### DIRECTIONS FOR THIS TASK
Give a verbatim repeat of the lines that run from the line containing "man with white" to the end of the data below.

Records contained in a dataset:

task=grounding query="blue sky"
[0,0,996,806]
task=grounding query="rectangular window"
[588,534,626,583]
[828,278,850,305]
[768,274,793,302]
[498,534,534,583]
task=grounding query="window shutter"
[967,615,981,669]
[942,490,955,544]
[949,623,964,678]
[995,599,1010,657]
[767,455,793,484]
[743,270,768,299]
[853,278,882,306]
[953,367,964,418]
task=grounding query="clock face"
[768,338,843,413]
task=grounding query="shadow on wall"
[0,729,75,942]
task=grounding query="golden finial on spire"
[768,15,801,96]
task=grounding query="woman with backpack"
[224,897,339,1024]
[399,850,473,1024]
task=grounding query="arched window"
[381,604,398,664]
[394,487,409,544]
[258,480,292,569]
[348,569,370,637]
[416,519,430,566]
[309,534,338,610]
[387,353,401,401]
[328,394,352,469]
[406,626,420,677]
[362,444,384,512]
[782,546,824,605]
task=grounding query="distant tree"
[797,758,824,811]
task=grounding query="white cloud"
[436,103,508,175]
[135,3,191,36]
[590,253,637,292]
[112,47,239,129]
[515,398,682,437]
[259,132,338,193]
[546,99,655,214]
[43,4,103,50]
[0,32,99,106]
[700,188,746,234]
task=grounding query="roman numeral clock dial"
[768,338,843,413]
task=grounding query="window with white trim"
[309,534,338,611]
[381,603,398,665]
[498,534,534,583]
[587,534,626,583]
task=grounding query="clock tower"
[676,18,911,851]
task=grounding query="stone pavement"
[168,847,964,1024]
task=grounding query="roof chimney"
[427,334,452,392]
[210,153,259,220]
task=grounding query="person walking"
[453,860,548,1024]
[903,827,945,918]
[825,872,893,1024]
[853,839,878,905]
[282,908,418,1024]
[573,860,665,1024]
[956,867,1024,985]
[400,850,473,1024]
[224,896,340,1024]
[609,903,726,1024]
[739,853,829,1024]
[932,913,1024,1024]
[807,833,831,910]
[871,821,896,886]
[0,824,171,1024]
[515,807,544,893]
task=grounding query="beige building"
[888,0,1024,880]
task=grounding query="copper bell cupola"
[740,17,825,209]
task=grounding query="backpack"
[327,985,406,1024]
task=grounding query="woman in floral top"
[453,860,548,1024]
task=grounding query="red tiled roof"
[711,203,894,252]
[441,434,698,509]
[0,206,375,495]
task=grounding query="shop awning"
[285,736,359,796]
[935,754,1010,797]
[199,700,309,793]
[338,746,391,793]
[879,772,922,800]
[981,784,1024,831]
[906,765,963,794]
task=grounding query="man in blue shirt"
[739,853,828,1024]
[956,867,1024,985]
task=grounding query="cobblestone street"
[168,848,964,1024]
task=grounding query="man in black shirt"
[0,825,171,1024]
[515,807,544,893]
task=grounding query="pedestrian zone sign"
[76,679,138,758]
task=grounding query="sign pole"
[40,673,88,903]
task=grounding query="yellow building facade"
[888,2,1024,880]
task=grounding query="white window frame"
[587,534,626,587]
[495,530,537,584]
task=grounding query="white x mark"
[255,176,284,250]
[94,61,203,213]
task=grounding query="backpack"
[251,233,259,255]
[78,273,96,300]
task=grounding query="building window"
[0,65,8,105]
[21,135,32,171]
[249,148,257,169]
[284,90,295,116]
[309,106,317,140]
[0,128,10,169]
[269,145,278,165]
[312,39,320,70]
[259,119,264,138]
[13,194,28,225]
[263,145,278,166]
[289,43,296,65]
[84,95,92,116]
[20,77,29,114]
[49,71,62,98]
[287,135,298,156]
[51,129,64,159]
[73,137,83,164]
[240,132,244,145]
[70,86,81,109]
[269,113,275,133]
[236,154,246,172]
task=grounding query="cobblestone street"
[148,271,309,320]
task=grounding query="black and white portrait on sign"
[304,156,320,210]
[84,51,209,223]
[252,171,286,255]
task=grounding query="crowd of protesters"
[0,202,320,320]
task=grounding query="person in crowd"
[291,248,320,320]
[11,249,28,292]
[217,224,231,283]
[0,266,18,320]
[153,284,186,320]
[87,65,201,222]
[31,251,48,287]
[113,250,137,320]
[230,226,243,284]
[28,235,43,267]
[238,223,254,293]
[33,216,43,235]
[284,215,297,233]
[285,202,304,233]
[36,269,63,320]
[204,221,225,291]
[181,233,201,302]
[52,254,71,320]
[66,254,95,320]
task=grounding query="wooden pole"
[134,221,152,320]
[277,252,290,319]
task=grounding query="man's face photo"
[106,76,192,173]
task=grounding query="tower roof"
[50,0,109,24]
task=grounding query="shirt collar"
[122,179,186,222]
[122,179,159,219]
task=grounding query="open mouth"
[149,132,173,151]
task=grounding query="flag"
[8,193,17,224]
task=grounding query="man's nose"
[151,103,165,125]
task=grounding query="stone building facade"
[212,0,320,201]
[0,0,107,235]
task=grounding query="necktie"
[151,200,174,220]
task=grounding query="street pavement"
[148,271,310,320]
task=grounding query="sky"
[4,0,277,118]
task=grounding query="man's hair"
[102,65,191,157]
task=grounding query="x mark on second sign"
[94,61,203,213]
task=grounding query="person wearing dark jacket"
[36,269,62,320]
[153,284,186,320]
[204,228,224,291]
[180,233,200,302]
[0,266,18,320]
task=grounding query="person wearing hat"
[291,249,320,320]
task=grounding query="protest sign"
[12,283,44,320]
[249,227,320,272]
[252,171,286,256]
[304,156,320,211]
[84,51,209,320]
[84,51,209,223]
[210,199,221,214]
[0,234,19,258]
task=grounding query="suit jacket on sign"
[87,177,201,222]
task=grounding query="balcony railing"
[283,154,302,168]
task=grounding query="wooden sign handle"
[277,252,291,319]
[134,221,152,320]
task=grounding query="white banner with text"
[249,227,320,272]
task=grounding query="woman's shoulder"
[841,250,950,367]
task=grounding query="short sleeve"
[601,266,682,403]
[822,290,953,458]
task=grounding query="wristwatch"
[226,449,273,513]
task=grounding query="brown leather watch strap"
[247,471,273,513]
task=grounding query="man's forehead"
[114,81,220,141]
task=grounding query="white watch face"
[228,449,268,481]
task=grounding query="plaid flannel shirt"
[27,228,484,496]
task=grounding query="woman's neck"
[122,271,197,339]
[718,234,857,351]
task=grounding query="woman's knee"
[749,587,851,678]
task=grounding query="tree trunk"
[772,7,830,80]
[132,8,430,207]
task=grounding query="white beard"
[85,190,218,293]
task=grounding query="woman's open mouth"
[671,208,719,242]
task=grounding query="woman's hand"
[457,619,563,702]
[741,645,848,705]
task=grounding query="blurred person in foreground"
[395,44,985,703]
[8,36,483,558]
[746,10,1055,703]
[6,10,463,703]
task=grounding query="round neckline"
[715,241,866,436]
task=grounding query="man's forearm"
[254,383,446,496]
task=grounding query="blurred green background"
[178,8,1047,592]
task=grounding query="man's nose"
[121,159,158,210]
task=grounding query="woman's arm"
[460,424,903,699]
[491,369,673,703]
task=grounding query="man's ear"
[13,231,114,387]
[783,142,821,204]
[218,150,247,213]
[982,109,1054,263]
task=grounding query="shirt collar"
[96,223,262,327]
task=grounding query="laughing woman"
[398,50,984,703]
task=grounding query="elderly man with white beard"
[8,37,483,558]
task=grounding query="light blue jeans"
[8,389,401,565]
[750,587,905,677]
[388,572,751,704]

### SOLUTION TO THIS PROBLEM
task=grounding query="elderly man with white beard"
[8,37,483,558]
task=grounding query="light blue jeans"
[8,389,401,565]
[750,587,905,677]
[388,572,751,704]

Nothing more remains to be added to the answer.